The issues that bedevil the teaching profession in England are substantial, and have been enduring. Countless numbers of excellent teachers have been lost to the system because of the problems of unsustainable workload. Just as the system has sacrificed many great teachers, so too have many great teachers sacrificed their health. Addressing these issues is both a practical necessity and a moral imperative.

Only a radical and bold solution will address both the symptoms, and more importantly, the causes of these problems. Fortunately, we already know the answer – and it comes in two parts.

The first is based on a recognition that the employment contract is the key to controlling teachers’ workload. All else is frippery and will make no meaningful difference. Tinkering with advice about how to mark students’ work (the DfE’s preferred approach) will not tackle workload problems – but a contract with clear limits on how much teachers should work, will.

Teachers in England have always had a hopelessly open-ended contract. Historically, it has provided inadequate protection against the myriad pressures to do more and more. And given the undermining of the national contract now caused by the rush to transform more schools into academies, it is less effective than ever. That has to change.

This inevitably points to the second part of the solution – the means by which the contract is generated. Technically, a general contract of employment is an agreement between equal parties, although in reality the employer’s power is privileged. That is why workers, by organising in unions, have struggled for collective bargaining rights to ensure that the relationship between the employer and employees is more balanced.

In the last century, teachers fought for, and won the right to establish their pay and conditions through a process of national collective bargaining. That right was established in 1919, but abolished in 1987.

Teachers in Birmingham on strike in 2014 over pay and pensions. Darren Staples/Reuters

Today these issues are determined by the School Teachers’ Review Body, which is obliged to consult, but not negotiate, with teacher unions. It responds to an agenda framed by the government, which can choose whether or not to accept its recommendations.

If collective bargaining still existed today, governments could only impose contractual changes on teachers in rare and exceptional circumstances. The norm would be changes secured by agreement through a process of negotiation.

Collective bargaining exists elsewhere

To the large number of teachers in England who have never experienced collective bargaining, this may seem incomprehensible – even impossible. But it still happens in Scotland among many other countries and territories, including Finland, Ontario and New Zealand.

In none of these places does collective bargaining magic away all of the problems that face teachers in England – but few face anything like the crisis currently being discussed across the teaching profession in England. Nor are these systems characterised by strikes and industrial conflicts as the right-wing critics of collective bargaining often contend.

On the contrary, in recent years there has been far more teacher strike action in England than, for example, Scotland or Finland.

These proposals to reintroduce national collective bargaining are not impractical solutions beyond our imagination – they are grounded in the experiences and successes of many other jurisdictions. For example, New Zealand has a highly decentralised school system (similar to England in many respects), but combines this with a national system of collective bargaining.

Of course to adopt such an approach requires a recognition that we have an education _system _(rather than an education marketplace) and that government has a significant responsibility, on behalf of us all, for making it work. Alas, to the market fundamentalists currently in charge of English education policy, the notion of education as a public good that needs public management is anathema. To most other people, I would contend, it is common sense.

---

- YOUR TASKS:
A) Substitute "countless" for "myriad" as you copy the article on teachers' workload, starting at "Teachers in England have" and ending at "is more balanced.".
B) Answer these questions from the article on teachers' workload:
(i) In what year was teachers' right to national collective bargaining established, and in what year was it abolished?
(ii) What body now determines teachers' pay and conditions?
(iii) Which country combines a highly decentralised school system with national collective bargaining?
C) Does the article on teachers' workload support each statement? Answer yes or no, quoting the deciding words.
(i) The School Teachers' Review Body must negotiate with teacher unions.
(ii) In recent years England has had more teacher strike action than Scotland.
(iii) The DfE's preferred approach is to set clear contractual limits on teachers' working hours.
The entries come from a separate source and are unrelated to the article on teachers' workload.

- INFORMATION:
---

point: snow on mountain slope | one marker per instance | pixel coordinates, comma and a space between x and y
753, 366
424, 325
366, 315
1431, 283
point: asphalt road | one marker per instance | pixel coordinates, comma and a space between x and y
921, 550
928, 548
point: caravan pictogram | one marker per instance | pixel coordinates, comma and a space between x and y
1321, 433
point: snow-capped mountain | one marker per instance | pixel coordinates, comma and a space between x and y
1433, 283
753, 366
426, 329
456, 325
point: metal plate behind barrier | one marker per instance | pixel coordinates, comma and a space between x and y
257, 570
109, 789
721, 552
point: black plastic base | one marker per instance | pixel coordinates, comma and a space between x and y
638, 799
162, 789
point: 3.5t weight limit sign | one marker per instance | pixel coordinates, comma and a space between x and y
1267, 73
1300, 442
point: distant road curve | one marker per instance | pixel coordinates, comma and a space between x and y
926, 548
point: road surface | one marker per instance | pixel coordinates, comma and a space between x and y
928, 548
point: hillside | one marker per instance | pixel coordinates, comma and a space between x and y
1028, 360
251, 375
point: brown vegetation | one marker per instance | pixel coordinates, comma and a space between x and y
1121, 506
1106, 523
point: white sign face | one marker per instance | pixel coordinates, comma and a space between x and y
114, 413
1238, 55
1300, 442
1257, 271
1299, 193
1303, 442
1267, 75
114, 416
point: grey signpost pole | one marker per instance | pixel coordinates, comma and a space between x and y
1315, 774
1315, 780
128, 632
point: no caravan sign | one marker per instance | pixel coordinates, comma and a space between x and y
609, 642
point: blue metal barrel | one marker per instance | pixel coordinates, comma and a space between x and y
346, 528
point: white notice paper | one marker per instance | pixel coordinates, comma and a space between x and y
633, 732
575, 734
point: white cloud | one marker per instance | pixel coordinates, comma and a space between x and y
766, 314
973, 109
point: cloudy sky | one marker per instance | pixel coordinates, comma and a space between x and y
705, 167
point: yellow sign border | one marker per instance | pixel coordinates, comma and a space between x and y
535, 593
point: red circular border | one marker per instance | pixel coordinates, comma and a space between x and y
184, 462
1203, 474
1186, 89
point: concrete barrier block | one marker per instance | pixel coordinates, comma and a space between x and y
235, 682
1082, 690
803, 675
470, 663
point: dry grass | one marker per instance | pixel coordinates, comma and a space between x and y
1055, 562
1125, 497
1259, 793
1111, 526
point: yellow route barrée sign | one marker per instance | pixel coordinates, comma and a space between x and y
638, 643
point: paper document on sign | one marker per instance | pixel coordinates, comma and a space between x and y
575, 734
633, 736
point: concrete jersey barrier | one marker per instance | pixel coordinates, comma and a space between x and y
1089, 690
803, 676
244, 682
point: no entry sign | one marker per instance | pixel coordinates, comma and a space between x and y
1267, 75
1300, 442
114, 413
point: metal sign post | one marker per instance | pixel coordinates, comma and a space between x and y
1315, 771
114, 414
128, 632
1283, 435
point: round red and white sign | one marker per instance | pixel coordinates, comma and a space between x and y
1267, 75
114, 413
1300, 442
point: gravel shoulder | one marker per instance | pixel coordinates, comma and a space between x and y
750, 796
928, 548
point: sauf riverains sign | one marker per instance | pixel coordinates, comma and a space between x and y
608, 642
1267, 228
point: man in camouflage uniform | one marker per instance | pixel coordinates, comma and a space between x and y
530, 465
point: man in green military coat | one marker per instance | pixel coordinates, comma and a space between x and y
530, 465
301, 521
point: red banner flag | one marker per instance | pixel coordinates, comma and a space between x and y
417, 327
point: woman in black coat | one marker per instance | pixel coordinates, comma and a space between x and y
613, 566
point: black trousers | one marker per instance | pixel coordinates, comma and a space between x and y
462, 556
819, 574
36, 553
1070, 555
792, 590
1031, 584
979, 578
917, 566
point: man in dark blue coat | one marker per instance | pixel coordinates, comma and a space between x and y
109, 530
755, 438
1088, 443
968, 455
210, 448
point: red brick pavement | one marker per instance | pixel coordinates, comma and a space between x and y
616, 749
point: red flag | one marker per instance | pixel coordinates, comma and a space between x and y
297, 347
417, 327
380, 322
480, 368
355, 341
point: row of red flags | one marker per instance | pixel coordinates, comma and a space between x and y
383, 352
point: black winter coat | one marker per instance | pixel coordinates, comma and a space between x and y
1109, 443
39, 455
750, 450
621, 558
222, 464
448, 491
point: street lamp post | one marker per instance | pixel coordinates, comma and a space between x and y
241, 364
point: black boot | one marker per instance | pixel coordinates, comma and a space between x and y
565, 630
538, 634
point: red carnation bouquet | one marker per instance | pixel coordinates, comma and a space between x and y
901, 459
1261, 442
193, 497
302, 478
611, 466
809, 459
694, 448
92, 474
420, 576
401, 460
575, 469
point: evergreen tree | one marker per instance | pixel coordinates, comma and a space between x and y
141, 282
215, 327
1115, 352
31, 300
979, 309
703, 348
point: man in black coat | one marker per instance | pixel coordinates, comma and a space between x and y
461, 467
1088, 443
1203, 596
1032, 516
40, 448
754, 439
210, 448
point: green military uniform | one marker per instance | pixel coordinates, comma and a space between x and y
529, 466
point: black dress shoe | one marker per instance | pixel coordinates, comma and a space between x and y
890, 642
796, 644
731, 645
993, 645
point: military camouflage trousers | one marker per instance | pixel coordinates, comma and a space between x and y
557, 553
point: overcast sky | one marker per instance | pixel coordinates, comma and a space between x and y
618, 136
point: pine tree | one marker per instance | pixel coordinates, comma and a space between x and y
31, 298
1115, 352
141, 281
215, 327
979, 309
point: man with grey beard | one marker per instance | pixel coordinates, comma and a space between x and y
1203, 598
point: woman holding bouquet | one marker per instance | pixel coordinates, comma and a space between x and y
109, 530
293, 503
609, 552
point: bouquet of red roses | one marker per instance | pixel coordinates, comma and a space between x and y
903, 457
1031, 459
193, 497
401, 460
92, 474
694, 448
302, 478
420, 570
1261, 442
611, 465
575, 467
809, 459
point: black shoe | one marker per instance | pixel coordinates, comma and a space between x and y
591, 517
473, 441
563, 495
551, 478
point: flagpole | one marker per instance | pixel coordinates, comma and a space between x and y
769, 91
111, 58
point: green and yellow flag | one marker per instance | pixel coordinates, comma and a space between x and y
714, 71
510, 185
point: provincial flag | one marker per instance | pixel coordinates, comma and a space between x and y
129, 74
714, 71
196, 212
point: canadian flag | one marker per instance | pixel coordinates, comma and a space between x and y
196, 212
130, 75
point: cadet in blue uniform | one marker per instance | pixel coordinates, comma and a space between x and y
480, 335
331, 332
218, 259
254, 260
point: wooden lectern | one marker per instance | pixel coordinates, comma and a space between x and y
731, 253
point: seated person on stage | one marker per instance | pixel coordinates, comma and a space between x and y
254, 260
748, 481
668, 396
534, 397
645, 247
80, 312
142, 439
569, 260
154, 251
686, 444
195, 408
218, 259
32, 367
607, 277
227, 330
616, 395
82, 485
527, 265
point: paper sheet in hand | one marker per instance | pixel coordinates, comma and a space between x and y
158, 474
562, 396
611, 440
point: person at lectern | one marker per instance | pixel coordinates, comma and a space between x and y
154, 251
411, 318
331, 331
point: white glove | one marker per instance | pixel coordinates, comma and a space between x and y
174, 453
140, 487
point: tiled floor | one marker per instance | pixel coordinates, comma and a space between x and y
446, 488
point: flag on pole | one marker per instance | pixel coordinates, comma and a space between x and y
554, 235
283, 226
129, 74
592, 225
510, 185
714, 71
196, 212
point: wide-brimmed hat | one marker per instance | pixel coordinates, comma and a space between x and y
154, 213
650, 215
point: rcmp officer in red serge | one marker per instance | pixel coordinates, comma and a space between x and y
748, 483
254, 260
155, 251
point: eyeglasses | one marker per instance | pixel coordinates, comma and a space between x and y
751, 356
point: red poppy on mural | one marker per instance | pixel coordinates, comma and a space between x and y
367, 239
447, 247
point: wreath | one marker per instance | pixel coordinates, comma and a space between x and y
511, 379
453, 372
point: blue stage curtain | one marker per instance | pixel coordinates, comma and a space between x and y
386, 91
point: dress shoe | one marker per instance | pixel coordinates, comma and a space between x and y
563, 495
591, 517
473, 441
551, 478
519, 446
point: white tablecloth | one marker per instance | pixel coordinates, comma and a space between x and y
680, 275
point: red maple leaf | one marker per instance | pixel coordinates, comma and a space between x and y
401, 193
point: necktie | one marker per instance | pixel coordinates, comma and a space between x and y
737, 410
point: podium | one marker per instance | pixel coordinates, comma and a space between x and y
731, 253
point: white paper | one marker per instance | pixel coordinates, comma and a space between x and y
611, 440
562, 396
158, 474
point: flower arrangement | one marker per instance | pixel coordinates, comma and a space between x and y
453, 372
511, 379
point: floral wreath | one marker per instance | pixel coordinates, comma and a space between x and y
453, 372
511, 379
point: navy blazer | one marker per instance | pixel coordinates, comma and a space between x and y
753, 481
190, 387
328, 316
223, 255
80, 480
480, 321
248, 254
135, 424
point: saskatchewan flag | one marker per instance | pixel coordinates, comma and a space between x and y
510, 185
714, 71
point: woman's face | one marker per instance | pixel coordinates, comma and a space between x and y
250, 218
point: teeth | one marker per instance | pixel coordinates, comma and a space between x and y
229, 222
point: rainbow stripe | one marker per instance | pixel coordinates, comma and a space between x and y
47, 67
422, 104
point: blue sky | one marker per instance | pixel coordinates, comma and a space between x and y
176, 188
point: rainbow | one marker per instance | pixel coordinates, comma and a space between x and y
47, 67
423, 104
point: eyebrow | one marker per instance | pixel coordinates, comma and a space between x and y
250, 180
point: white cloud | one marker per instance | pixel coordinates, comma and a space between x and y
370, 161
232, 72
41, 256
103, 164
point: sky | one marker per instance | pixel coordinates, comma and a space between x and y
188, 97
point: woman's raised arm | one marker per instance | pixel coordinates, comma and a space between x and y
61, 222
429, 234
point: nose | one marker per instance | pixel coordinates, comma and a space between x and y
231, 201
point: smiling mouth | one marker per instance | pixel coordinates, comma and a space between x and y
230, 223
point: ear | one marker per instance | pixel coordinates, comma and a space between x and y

---

- SOLUTION SET:
A)
Teachers in England have always had a hopelessly open-ended contract. Historically, it has provided inadequate protection against the countless pressures to do more and more. And given the undermining of the national contract now caused by the rush to transform more schools into academies, it is less effective than ever. That has to change.

This inevitably points to the second part of the solution – the means by which the contract is generated. Technically, a general contract of employment is an agreement between equal parties, although in reality the employer’s power is privileged. That is why workers, by organising in unions, have struggled for collective bargaining rights to ensure that the relationship between the employer and employees is more balanced.

B)
(i) It was established in 1919 and abolished in 1987.
(ii) The School Teachers' Review Body.
(iii) New Zealand.

C)
(i) No: "obliged to consult, but not negotiate, with teacher unions"
(ii) Yes: "in recent years there has been far more teacher strike action in England than, for example, Scotland or Finland"
(iii) No: "Tinkering with advice about how to mark students’ work (the DfE’s preferred approach)"